## Activity
The response should be the lines of the data, starting at the first and ending at the one that contains "[ ] one point per instance of the man wading", copied without change.

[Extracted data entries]
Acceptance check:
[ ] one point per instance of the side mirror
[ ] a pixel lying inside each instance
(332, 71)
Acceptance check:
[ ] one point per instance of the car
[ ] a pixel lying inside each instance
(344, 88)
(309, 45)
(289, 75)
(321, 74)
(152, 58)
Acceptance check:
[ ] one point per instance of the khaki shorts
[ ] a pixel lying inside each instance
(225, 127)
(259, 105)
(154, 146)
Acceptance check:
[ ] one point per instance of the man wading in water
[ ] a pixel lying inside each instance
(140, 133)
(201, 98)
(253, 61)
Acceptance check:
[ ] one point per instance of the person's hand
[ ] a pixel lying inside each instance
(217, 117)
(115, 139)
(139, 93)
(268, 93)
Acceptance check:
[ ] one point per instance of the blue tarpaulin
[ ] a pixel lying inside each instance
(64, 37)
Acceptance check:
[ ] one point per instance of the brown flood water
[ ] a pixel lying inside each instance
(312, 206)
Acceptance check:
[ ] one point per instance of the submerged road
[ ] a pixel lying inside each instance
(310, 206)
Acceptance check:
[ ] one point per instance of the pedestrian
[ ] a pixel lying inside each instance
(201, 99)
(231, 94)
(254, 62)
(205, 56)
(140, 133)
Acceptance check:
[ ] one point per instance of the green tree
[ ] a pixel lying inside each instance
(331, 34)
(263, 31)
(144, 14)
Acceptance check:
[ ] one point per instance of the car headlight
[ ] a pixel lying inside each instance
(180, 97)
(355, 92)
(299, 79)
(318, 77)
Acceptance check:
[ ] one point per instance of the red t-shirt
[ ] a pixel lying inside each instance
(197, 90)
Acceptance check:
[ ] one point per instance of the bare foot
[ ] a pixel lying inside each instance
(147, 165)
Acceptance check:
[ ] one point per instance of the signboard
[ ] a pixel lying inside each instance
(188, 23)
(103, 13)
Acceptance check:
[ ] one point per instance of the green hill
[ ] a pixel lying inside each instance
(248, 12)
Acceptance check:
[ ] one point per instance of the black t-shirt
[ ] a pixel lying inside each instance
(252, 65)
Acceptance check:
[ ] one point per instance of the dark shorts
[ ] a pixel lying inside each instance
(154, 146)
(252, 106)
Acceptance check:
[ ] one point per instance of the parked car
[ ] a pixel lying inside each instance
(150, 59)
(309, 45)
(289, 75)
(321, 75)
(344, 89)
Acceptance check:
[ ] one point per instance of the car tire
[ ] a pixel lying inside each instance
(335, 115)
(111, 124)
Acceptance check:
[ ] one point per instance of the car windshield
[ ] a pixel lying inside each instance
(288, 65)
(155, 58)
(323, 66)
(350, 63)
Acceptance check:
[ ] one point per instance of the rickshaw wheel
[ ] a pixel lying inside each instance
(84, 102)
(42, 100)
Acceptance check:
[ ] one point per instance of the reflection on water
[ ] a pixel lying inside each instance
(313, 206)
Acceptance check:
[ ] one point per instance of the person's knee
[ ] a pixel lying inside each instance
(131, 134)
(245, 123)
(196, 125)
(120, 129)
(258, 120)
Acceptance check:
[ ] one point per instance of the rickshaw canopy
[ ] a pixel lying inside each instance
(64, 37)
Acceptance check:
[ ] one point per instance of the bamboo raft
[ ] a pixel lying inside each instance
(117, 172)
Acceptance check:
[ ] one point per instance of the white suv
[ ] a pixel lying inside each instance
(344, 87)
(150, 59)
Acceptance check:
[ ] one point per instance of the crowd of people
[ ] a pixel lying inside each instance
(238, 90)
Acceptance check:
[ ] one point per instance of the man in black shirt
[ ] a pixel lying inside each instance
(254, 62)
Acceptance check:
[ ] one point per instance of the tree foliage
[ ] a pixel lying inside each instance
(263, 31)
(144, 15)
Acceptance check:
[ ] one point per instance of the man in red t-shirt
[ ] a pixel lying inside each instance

## Reply
Acceptance check:
[ ] one point per instance of the side mirror
[ ] a pixel lying inside each instance
(332, 71)
Acceptance check:
[ ] one point per instance of the car
[ ] a pixel lying inside each instance
(344, 88)
(309, 45)
(289, 75)
(321, 74)
(152, 58)
Acceptance check:
[ ] one point per instance of the khaki shorts
[ ] a pixel lying inside each instance
(225, 127)
(259, 105)
(154, 146)
Acceptance check:
[ ] one point per instance of the man wading in water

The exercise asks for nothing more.